## TASK TO COMPLETE
Write the listing below out again in full, dropping its pictures.

____________________

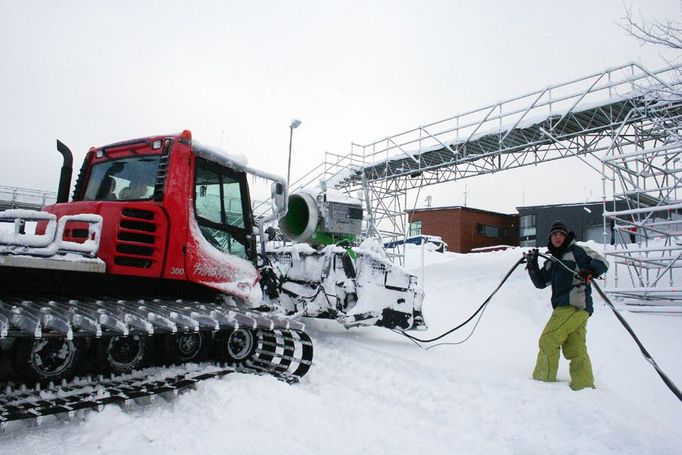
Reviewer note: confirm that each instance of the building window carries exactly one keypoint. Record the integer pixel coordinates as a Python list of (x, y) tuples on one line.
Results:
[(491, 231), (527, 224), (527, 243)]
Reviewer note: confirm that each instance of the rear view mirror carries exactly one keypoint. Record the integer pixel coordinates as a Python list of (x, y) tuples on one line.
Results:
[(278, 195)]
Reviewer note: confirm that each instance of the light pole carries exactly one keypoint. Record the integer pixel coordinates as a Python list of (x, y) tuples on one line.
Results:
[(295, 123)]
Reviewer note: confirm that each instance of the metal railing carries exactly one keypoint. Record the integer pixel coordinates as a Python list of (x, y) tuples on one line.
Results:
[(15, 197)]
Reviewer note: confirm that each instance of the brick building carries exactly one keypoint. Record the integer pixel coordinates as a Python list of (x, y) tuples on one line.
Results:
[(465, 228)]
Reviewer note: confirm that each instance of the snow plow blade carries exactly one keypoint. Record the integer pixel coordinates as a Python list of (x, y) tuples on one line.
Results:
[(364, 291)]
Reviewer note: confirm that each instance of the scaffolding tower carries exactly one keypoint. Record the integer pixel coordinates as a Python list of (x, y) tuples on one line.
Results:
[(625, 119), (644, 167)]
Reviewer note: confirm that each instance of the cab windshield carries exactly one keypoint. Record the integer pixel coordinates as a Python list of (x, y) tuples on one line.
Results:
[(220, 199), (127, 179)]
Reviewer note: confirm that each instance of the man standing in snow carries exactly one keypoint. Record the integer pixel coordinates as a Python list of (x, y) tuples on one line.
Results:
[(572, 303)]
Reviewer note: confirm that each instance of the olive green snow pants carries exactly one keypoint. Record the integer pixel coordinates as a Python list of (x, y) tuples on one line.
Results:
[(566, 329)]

____________________

## ANSWER FOR THIS EXERCISE
Reviewer note: confirm that each instance of the building window carries exactly one keypoint. Record the integer pixel coordinates as a Python list of (x, y) tuples on one line.
Results:
[(491, 231), (527, 224), (527, 243)]
Reviewer note: confirm that each instance of the rear view mirror carries exactly one keypoint. Record the integer pixel coordinates as a Python list of (x, y) tuples on one line.
Results:
[(278, 195)]
Reviewer note: confirm that each instance of the light pole carries exactly one keypoint. Record the integer pixel coordinates as a Python list of (x, y) tuples on one line.
Results:
[(295, 123)]
Reviewer note: confirm that each instance of the metal railing carries exactly one keypoint. Record the integer pixel coordinates as a Python list of (x, y) tuples on one line.
Results:
[(15, 197)]
Reviewer note: confirm that each instance of the brick building carries exactly one keypoint. Record the integer pixel coordinates as a Python list of (x, y) tuples on one line.
Results:
[(465, 228)]
Reviewer note: confirm that each instance of the snow plow blade carries exactly one keypoint. Record the integer pixel coordinates as a Python list of (x, y) tuples on one line.
Results:
[(364, 291)]
Reviewer note: confirm that each instance of the scaffolding tower carries exactly one keypoint. Record the integer pixel coordinates as a Python list of (x, y) tuples on one line.
Results:
[(625, 119), (644, 167)]
Reviewer note: confirm that each instance of the cab windshield carries exactly one keypoint. Record the integer pixel coordinates as a Python list of (x, y) tuples on one line.
Results:
[(220, 199), (127, 179)]
Reviewer note: confirm that each instance of the man standing in snow carries exactly one keypoint. Record the integer pixel coordinates as a Python list of (x, y) tuples on one line.
Results:
[(572, 303)]
Reviewer note: confirm that each instance of the olive green snow pants carries exactly one keypoint. Record the integer pixel coordinates as a Python list of (x, y) tuples on one line.
Results:
[(566, 329)]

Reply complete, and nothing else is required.